* EXTRACTED TEXT
* * *

Making internationalization easier is an important goal that I think we have to live up to in the long run (hell, it is why I blog and I why I agree that features have to be easier!). But telling people it is important to do is the first step; if we are not telling them that, then it does not matter how easy we make it....

Happy New Year, Michael!

I agree about emphasis on the products and especially the guidelines and qualification requirements (e.g., Works on Vista, designed for Vista, etc.)

I certainly want to see more about all of this from you (and maybe a guide to older posts too, because it can be difficult to find older posts by search.

Thinking about the general problem of codes, characters, languages, etc., -- not nearly so deeply as you do -- it strikes me that one of the most difficult challenges is making what is done in this area explainable. It also seems that product teams forget that sometime too (or have an implementation explanation that has a really contorted use case at a practical level). Some of the disconnects you report strike me like that.

* * *

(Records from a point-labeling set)
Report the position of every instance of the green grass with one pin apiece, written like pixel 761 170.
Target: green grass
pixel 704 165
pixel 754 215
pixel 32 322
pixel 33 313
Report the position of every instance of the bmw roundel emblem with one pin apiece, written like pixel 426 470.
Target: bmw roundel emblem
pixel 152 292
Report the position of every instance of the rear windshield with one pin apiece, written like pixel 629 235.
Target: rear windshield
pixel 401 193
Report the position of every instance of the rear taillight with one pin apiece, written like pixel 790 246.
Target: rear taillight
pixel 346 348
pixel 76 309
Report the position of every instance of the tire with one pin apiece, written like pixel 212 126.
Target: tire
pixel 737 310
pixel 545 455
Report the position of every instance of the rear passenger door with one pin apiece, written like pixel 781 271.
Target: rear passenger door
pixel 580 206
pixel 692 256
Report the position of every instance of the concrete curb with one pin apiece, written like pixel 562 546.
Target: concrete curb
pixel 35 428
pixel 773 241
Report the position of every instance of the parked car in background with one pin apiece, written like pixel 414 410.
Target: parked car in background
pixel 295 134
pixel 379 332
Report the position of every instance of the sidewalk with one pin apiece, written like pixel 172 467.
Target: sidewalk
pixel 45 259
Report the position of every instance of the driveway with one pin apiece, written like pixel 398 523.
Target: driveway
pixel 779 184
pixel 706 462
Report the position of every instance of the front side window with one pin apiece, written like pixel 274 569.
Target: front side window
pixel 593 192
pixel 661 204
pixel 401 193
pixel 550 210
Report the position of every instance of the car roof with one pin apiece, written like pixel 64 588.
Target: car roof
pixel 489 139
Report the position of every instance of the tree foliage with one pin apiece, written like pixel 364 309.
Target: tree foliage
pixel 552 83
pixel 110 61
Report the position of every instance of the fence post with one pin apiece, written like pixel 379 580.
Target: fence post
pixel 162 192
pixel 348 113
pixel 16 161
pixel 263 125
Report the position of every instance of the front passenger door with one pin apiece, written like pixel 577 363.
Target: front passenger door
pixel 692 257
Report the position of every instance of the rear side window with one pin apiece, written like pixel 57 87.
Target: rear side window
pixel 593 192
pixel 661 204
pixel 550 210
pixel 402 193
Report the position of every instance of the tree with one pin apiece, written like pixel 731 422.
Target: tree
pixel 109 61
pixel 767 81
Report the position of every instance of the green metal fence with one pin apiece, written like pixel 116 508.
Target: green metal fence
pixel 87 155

* * *

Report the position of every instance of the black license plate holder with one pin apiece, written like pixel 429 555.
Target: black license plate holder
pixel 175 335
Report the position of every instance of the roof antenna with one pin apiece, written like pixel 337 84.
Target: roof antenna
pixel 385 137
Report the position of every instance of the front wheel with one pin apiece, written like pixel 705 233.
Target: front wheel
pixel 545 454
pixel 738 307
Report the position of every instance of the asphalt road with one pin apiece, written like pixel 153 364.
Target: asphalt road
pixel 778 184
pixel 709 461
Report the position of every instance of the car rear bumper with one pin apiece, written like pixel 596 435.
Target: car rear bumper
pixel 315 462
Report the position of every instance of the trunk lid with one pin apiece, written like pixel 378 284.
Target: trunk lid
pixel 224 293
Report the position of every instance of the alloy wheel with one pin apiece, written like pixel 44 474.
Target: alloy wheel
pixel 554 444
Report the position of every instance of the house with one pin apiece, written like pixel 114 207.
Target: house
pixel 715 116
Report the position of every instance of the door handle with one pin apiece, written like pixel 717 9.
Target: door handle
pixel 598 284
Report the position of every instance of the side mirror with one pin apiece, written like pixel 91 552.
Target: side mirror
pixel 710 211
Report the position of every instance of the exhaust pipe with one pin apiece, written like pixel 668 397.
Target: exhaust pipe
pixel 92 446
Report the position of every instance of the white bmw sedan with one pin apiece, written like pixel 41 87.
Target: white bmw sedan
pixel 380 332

* * *

* DIRECTIONS
1. In the internationalization discussion, which things are listed as parts of "the general problem"? Do not count the "etc."
2. Write a continuation of the internationalization discussion, starting after its final sentence.
The records are separate material with no connection to the text.

* ANSWERS TO EACH TASK
1. codes, characters, languages

2.
I guess I wouldn't be so grouchy about this except I'm working on some bridge code that needs to produce Unicode from interfaces that deliver non-UTF8 char[] data. I am anxious about being able to mind-read the implementations of those interfaces with regard to the code page I should assume. I don't know if the obvious choice will work because I have my doubts about the variety of implementations that deliver the char[]. I get to try it and pray that it works most of the time. When it doesn't, users will see it and have no way to remedy it. Arghh.